YOUR TASK :: Rewrite the rows below, putting "leafy tree canopy" wherever "green tree foliage" appears and leaving everything else as it is.

(Excerpts from point annotation data)
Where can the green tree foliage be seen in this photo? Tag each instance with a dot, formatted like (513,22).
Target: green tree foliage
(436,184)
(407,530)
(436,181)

THE REPLY ::
Where can the leafy tree canopy be seen in this photo? Tag each instance with a dot, formatted like (513,22).
Target: leafy tree canopy
(436,184)
(407,530)
(436,181)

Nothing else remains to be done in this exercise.